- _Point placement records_
— start —
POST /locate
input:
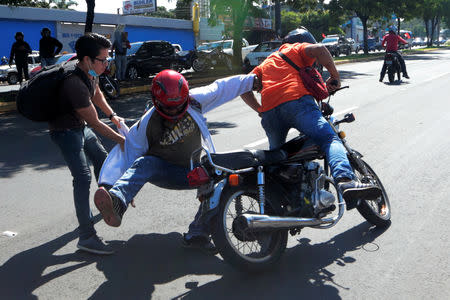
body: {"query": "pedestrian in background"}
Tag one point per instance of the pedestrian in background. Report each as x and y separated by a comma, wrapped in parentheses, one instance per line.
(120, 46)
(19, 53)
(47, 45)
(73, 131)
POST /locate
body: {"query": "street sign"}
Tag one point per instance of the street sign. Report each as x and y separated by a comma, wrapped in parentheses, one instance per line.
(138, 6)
— end —
— start —
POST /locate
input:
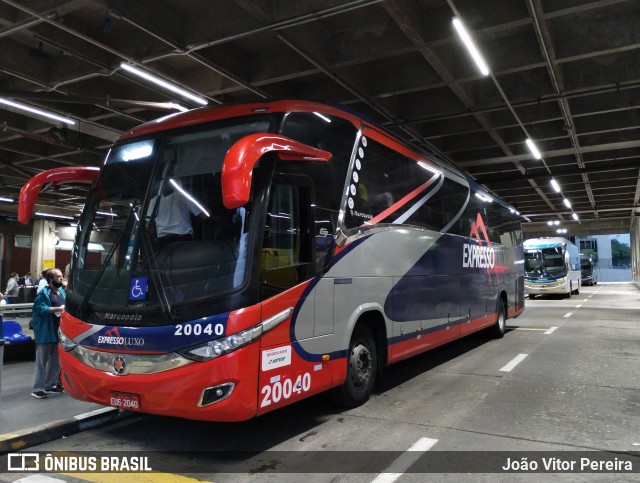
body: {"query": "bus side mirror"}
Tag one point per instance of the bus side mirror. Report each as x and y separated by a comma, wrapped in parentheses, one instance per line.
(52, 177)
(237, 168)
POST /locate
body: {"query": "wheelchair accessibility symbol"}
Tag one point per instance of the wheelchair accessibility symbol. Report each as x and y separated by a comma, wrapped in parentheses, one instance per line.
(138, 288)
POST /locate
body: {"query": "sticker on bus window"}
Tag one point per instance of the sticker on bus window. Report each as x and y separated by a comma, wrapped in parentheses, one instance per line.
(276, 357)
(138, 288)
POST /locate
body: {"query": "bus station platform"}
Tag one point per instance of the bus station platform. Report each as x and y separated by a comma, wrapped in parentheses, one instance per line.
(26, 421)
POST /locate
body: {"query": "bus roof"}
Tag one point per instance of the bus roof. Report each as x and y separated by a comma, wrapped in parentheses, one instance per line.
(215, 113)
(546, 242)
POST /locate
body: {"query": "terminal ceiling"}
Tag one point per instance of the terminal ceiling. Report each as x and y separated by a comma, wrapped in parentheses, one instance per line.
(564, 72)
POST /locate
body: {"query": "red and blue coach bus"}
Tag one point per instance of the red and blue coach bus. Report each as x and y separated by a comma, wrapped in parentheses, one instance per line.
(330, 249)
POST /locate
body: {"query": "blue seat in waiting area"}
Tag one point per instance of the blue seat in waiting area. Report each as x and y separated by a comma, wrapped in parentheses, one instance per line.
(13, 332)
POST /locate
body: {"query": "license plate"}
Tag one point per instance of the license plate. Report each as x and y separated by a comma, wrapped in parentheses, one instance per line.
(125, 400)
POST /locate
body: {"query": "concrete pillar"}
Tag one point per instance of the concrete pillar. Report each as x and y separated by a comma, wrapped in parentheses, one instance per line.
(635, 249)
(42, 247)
— end —
— start —
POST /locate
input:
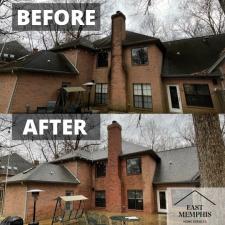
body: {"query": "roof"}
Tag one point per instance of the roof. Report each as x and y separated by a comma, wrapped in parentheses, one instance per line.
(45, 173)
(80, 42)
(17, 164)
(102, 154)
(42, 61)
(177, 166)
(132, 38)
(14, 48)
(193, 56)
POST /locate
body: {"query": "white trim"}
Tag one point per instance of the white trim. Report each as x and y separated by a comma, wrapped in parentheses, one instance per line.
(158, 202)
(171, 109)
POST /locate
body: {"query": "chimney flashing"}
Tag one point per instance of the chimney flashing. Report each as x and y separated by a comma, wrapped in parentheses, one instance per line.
— end —
- _What to produce_
Return each line of the data that contains the word "coach". Matching is case-sensitive.

- _Correct output_
body: {"query": "red and blue coach bus"}
Tag one point per instance of the red and blue coach bus. Report each as x and y separated by a comma, wrapped in parentheses, one instance per line.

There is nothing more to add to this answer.